● Objetivo de la tarea
Imprime todas las entradas de abajo sin cambiar ni una sola línea.

========

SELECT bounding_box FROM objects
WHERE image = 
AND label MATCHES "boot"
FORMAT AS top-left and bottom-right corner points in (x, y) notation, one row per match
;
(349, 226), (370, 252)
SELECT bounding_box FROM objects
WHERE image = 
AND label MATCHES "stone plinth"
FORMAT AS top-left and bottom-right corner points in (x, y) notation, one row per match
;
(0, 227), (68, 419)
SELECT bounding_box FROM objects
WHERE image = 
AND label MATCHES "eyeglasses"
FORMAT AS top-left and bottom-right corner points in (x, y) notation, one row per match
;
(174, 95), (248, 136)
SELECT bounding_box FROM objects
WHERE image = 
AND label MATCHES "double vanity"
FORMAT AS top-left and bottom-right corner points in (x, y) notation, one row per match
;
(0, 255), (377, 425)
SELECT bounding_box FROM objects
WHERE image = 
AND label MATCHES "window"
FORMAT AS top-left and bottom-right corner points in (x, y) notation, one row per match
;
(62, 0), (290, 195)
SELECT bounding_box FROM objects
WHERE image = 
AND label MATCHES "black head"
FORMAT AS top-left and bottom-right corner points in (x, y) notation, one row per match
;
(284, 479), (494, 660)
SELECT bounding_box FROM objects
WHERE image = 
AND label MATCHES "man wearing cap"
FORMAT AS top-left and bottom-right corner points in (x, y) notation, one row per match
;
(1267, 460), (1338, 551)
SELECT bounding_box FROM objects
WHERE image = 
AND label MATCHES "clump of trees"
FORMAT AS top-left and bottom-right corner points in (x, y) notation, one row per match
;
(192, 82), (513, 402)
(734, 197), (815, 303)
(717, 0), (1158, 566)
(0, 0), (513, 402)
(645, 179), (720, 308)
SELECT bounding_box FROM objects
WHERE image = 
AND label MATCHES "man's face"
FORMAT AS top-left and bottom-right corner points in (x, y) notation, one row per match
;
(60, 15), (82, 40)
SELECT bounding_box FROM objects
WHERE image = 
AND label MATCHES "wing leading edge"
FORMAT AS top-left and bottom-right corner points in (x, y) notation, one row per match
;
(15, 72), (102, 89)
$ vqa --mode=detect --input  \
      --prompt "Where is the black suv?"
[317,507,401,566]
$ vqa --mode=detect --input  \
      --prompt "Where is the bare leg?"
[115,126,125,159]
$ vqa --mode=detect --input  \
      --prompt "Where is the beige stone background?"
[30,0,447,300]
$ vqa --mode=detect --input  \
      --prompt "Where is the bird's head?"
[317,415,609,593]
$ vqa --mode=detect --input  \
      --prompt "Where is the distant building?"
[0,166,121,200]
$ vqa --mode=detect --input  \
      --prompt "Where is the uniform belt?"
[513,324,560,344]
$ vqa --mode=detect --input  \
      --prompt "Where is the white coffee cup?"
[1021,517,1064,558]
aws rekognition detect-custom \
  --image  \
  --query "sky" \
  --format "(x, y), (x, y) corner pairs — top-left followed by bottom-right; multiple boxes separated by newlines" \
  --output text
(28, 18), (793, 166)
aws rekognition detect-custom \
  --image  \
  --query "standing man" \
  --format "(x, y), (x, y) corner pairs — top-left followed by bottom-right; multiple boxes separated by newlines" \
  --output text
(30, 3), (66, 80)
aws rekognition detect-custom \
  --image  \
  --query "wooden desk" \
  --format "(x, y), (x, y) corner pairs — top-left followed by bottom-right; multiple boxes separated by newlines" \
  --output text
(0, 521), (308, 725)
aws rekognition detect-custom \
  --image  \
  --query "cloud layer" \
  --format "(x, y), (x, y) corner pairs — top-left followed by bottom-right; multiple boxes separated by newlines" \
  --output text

========

● Resultado de la tarea
SELECT bounding_box FROM objects
WHERE image = 
AND label MATCHES "boot"
FORMAT AS top-left and bottom-right corner points in (x, y) notation, one row per match
;
(349, 226), (370, 252)
SELECT bounding_box FROM objects
WHERE image = 
AND label MATCHES "stone plinth"
FORMAT AS top-left and bottom-right corner points in (x, y) notation, one row per match
;
(0, 227), (68, 419)
SELECT bounding_box FROM objects
WHERE image = 
AND label MATCHES "eyeglasses"
FORMAT AS top-left and bottom-right corner points in (x, y) notation, one row per match
;
(174, 95), (248, 136)
SELECT bounding_box FROM objects
WHERE image = 
AND label MATCHES "double vanity"
FORMAT AS top-left and bottom-right corner points in (x, y) notation, one row per match
;
(0, 255), (377, 425)
SELECT bounding_box FROM objects
WHERE image = 
AND label MATCHES "window"
FORMAT AS top-left and bottom-right corner points in (x, y) notation, one row per match
;
(62, 0), (290, 195)
SELECT bounding_box FROM objects
WHERE image = 
AND label MATCHES "black head"
FORMAT AS top-left and bottom-right corner points in (x, y) notation, one row per match
;
(284, 479), (494, 660)
SELECT bounding_box FROM objects
WHERE image = 
AND label MATCHES "man wearing cap"
FORMAT AS top-left and bottom-right corner points in (x, y) notation, one row per match
;
(1267, 460), (1338, 551)
SELECT bounding_box FROM objects
WHERE image = 
AND label MATCHES "clump of trees"
FORMAT AS top-left and bottom-right corner points in (x, y) notation, one row per match
;
(192, 82), (513, 402)
(734, 197), (815, 303)
(717, 0), (1158, 566)
(0, 0), (513, 402)
(645, 179), (720, 308)
SELECT bounding_box FROM objects
WHERE image = 
AND label MATCHES "man's face"
FORMAT AS top-left and bottom-right corner points in (x, y) notation, one row per match
;
(60, 15), (82, 40)
SELECT bounding_box FROM objects
WHERE image = 
AND label MATCHES "wing leading edge"
FORMAT AS top-left and bottom-right corner points in (x, y) notation, one row per match
;
(15, 72), (102, 89)
$ vqa --mode=detect --input  \
      --prompt "Where is the black suv?"
[317,507,401,566]
$ vqa --mode=detect --input  \
      --prompt "Where is the bare leg?"
[115,126,125,159]
$ vqa --mode=detect --input  \
      --prompt "Where is the beige stone background?"
[30,0,447,300]
$ vqa --mode=detect --input  \
      --prompt "Where is the bird's head?"
[317,415,609,593]
$ vqa --mode=detect --input  \
      --prompt "Where is the distant building?"
[0,166,121,200]
$ vqa --mode=detect --input  \
      --prompt "Where is the uniform belt?"
[513,324,560,344]
$ vqa --mode=detect --input  \
      --prompt "Where is the white coffee cup?"
[1021,517,1064,558]
aws rekognition detect-custom \
  --image  \
  --query "sky" \
  --format "(x, y), (x, y) corner pairs — top-left followed by bottom-right; multiple boxes separated by newlines" \
  --output text
(28, 18), (793, 166)
aws rekognition detect-custom \
  --image  \
  --query "standing man" \
  --format "(x, y), (x, y) corner pairs — top-left followed by bottom-right; multiple boxes separated by newlines" \
  --output text
(30, 3), (66, 80)
aws rekognition detect-custom \
  --image  \
  --query "wooden desk" \
  --format "(x, y), (x, y) corner pairs — top-left followed by bottom-right; multiple boxes separated by newlines" \
  --output text
(0, 521), (308, 725)
aws rekognition detect-custom \
  --image  \
  --query "cloud layer" \
  --format "(x, y), (x, y) corner pairs — top-left followed by bottom-right; multiple boxes separated by newlines" \
  --output text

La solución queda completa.